* PROMPT *
Carry the lines below over into your answer. Begin at the line that has "Please outline every instance of the white" and stop after the last line, keeping the requests and adding -81 to every coordinate in the answers, but leave the pictures out.

——————

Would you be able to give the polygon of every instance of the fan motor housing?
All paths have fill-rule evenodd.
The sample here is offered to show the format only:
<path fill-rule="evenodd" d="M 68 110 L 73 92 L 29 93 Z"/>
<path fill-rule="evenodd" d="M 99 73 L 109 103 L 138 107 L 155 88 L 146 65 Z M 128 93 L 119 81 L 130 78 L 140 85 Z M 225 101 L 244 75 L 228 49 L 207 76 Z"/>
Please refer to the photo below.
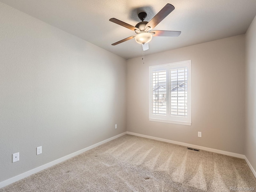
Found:
<path fill-rule="evenodd" d="M 135 27 L 140 29 L 141 31 L 145 30 L 145 27 L 146 25 L 148 23 L 147 21 L 142 21 L 138 23 L 136 26 Z"/>

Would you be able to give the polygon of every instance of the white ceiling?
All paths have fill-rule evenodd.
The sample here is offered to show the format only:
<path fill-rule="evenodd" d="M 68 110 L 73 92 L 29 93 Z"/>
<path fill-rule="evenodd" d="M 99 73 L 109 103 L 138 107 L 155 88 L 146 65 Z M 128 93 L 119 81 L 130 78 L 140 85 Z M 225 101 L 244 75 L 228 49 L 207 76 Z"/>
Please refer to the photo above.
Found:
<path fill-rule="evenodd" d="M 175 9 L 154 29 L 181 31 L 178 37 L 153 37 L 145 54 L 166 51 L 246 33 L 256 15 L 256 0 L 0 0 L 17 9 L 126 59 L 140 56 L 136 34 L 108 20 L 135 26 L 138 14 L 149 20 L 167 3 Z"/>

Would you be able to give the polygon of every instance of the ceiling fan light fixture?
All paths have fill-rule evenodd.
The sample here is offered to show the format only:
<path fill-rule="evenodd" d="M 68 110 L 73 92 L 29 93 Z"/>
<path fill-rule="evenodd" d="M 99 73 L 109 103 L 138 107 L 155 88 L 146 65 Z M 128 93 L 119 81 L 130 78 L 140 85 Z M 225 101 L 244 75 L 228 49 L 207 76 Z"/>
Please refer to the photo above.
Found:
<path fill-rule="evenodd" d="M 141 32 L 135 37 L 136 42 L 140 44 L 147 43 L 152 40 L 152 34 L 150 33 Z"/>

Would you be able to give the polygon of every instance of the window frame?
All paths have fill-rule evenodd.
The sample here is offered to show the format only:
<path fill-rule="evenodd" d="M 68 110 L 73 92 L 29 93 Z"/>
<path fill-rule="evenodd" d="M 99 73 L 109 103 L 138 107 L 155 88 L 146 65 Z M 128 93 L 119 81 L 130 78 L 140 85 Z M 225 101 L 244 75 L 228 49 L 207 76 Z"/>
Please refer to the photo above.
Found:
<path fill-rule="evenodd" d="M 186 67 L 187 68 L 187 116 L 178 117 L 170 115 L 170 71 L 171 70 Z M 166 71 L 166 115 L 152 114 L 152 72 Z M 185 125 L 191 125 L 191 60 L 149 66 L 149 120 Z"/>

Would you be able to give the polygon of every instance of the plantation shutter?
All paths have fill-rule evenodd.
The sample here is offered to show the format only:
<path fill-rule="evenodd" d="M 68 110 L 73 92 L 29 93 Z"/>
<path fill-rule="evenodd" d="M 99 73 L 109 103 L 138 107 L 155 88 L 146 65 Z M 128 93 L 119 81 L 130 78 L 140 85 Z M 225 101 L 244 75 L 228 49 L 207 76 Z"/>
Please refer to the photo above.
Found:
<path fill-rule="evenodd" d="M 170 70 L 170 114 L 188 116 L 188 68 Z"/>
<path fill-rule="evenodd" d="M 149 120 L 191 125 L 191 60 L 149 67 Z"/>
<path fill-rule="evenodd" d="M 152 73 L 152 114 L 166 114 L 166 70 Z"/>

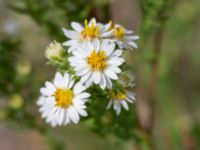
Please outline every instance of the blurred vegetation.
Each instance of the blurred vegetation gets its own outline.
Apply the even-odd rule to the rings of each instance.
[[[91,118],[86,118],[84,125],[102,137],[111,136],[120,143],[131,141],[135,149],[199,149],[199,2],[137,2],[140,40],[131,66],[137,72],[137,100],[150,110],[143,114],[148,123],[144,125],[138,115],[143,107],[132,106],[119,117],[104,111],[107,97],[94,86],[97,100],[89,103]],[[71,21],[96,17],[106,22],[112,18],[109,0],[7,0],[6,4],[10,10],[30,16],[50,39],[60,41],[65,39],[61,27],[69,27]],[[20,49],[19,37],[1,37],[0,96],[5,103],[0,105],[0,119],[14,127],[40,131],[49,149],[65,149],[64,142],[52,136],[52,129],[36,114],[34,103],[45,79],[38,79],[31,64],[18,58]]]

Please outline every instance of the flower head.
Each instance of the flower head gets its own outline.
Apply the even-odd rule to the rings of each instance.
[[[111,108],[113,106],[113,109],[115,110],[116,114],[119,115],[121,112],[121,107],[123,107],[125,110],[129,110],[128,104],[133,103],[135,100],[135,93],[130,91],[110,91],[110,97],[111,100],[109,101],[107,105],[107,109]]]
[[[68,60],[82,83],[86,86],[95,83],[104,89],[111,88],[111,80],[118,79],[117,74],[121,72],[119,67],[124,62],[121,55],[122,50],[115,50],[114,43],[95,40],[73,51],[73,56]]]
[[[41,96],[37,101],[39,111],[46,122],[53,127],[78,123],[80,116],[87,116],[85,102],[90,96],[80,82],[74,83],[72,76],[56,73],[54,82],[46,82],[40,89]]]
[[[85,42],[103,39],[112,33],[112,31],[108,31],[108,25],[104,26],[101,23],[97,23],[95,18],[92,18],[89,22],[85,20],[84,25],[72,22],[71,26],[74,30],[63,28],[65,36],[69,38],[63,45],[69,46],[69,52],[75,50]]]
[[[64,48],[62,47],[60,43],[53,41],[49,44],[49,46],[45,50],[45,56],[49,60],[56,59],[61,56],[63,50]]]

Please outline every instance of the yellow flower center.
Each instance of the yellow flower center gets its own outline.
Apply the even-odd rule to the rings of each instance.
[[[122,39],[124,37],[124,27],[116,27],[114,34],[116,38]]]
[[[126,98],[126,95],[124,92],[114,92],[114,91],[111,91],[111,98],[114,99],[114,100],[124,100]]]
[[[57,89],[53,96],[56,99],[55,106],[68,107],[72,104],[73,92],[69,89]]]
[[[109,21],[109,24],[110,24],[110,27],[108,30],[110,31],[110,30],[114,29],[115,26],[114,26],[112,20]]]
[[[94,22],[89,26],[88,21],[85,20],[85,28],[81,32],[83,39],[90,40],[99,36],[99,28],[95,26]]]
[[[87,63],[90,65],[92,70],[102,71],[106,66],[106,55],[105,51],[96,52],[92,51],[90,56],[87,57]]]

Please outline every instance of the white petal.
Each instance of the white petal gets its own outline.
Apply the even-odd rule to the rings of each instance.
[[[92,77],[94,79],[94,83],[98,84],[101,79],[101,73],[99,71],[95,71],[95,72],[93,72]]]
[[[93,40],[93,41],[92,41],[92,45],[93,45],[93,47],[94,47],[95,50],[99,50],[100,43],[99,43],[99,40],[98,40],[98,39]]]
[[[107,87],[108,89],[111,89],[111,88],[112,88],[112,82],[111,82],[110,78],[108,78],[108,77],[106,77],[106,76],[104,76],[104,77],[105,77],[105,79],[106,79],[106,87]]]
[[[119,115],[121,112],[121,106],[117,100],[114,101],[114,110],[116,111],[117,115]]]

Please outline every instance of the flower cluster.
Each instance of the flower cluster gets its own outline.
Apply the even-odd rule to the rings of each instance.
[[[121,107],[128,110],[127,102],[135,100],[134,78],[123,67],[123,53],[137,48],[139,37],[122,25],[102,24],[94,18],[83,25],[72,22],[71,27],[73,30],[63,28],[67,50],[54,41],[45,51],[49,61],[62,68],[40,89],[37,101],[42,118],[52,126],[78,123],[80,116],[86,117],[86,102],[93,94],[87,89],[93,85],[105,91],[110,99],[107,109],[113,107],[117,115]]]

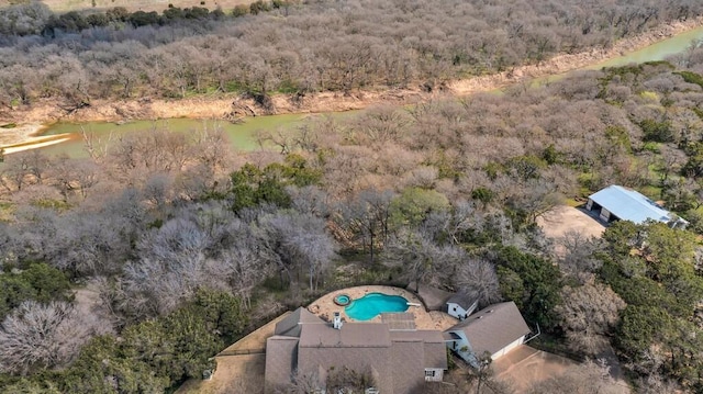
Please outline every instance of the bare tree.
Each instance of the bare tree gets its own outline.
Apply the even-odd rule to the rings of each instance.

——————

* EXERCISE ANSWER *
Please outline every instance of the white petal.
Each instance of the white petal gets its own outline.
Apply the even-odd rule to the rings of each instance.
[[[11,-4],[13,-2],[13,2],[17,3],[20,-2],[20,-8],[18,-10],[14,-10],[14,-9],[12,-9]]]
[[[12,-41],[12,-40],[11,-40],[11,-36],[12,-36],[12,-34],[13,-34],[14,-31],[18,-31],[19,-38],[18,-38],[18,-41],[17,-41],[17,-42]]]
[[[26,6],[27,8],[30,8],[30,7],[31,7],[31,1],[30,1],[29,-3],[27,-3],[27,-4],[25,-4],[25,-5],[23,-5],[23,-4],[24,-4],[24,-2],[25,-2],[25,6]]]
[[[38,34],[40,31],[40,25],[36,19],[33,20],[33,29],[35,30],[36,34]]]

Please outline every instance of the flower cluster.
Each instance of the flower cluster gets its own outline.
Apply the even-odd rule to the rings of each instance.
[[[40,26],[47,29],[46,21],[54,19],[53,-3],[42,-14],[42,-28],[56,-33],[58,-44],[41,-56],[21,-57],[13,-63],[2,-56],[-9,-59],[-10,-54],[-8,-51],[-18,-53],[-14,-31],[-27,-40],[-36,-30],[-32,-20],[-19,-13],[-41,8],[-44,20],[-39,37],[-29,45],[-3,42],[-1,35],[5,36],[5,21],[12,13],[6,8],[12,4],[24,10],[29,18],[26,28],[32,26],[36,34]]]

Please outline every instance of the bare tree.
Each instance of the bare tree gets its own outline.
Apply the even-odd rule to the rings of each instance.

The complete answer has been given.